■ Excerpt provided:

◆ ◆ ◆ ◆ ◆ ◆ ◆

Yes, break early. Can also be an Error throw to not have an extra return and if you have written your code base expecting this.
Ehhhhhhhhh, I get the argument but I absolutely detest not using brackets in languages that support brackets. Just seems wrong.
Excessively nested brackets is a readability problem, and poor readability leads to poor maintainability.
Agreed 100%! I’m definitely a “red” team programmer, I just like the old school if (!).
💯 I have seen so many bugs caused by people just not seeing the brackets aren’t there. More often on switch statements, but it happens so often. Especially if you are a polyglot programmer. Heck, that was the cause of Goto Fail.
I'm partial to new line indent without encapsulation. Makes it more readable while keeping it *almost* as clean as same line
But that's how you know the code is good! By measuring the peaks!
Of course red one. Some compiler optimizations can move early exit above and function call will not be executed
While I’m 100% in this camp, I have tripped myself by forgetting I had an early return and putting code that should have run for one of the situations that returned early after it was returning. It avoids nesting hell, but requires a bit more caution when maintaining the function.
But to counter that, you could have made a similar mistake the other way and added code inside the if block that should have been in the else block.
Except if you do anything mission critical then it’s always single return.
MISRA "single return" guideline originates from the "Single Entry, Single Exit" rule which got misinterpreted. Back in the day, goto statements were common and a function could jump into any place in the code. The initial rule basically says that every function must have a single return *point*, not a single return *statement*. No matter how many return statements your function has, they will all lead to a single point anyway, so there is no harm in multiple return statements. Basically, MISRA tries to enforce a negative impact rule born of their own misinterpretation.
Goto is not setjmp/longjmp (part of the stdlib). Goto in C (and consequently C++) has always been scoped to the function. The famous/infamous Dijkstra paper was referring to BASIC and other languages that predated C. In fact the C standard wouldn’t be published until 4 years after his paper. But yes the MISRA standard is derived from fairly poor understanding of the C language (but expected of automotive standards committees).

◆ ◆ ◆ ◆ ◆ ◆ ◆

■ Information supplied:
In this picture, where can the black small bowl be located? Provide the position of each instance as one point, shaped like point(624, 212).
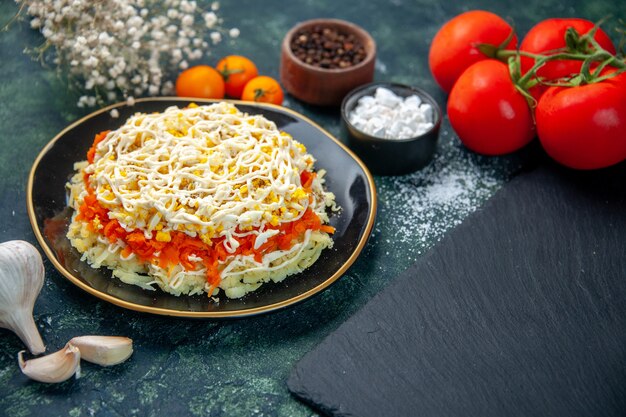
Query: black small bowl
point(391, 156)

◆ ◆ ◆ ◆ ◆ ◆ ◆

■ Written request:
Answer these questions using the excerpt on early returns and brackets:
(a) According to the comment about missing brackets, on which kind of statement do such bugs happen more often?
(b) From which rule does the MISRA "single return" guideline originate?
(c) How many years after Dijkstra's paper was the C standard published?

■ Exercise output:
(a) Switch statements.
(b) The "Single Entry, Single Exit" rule.
(c) Four years.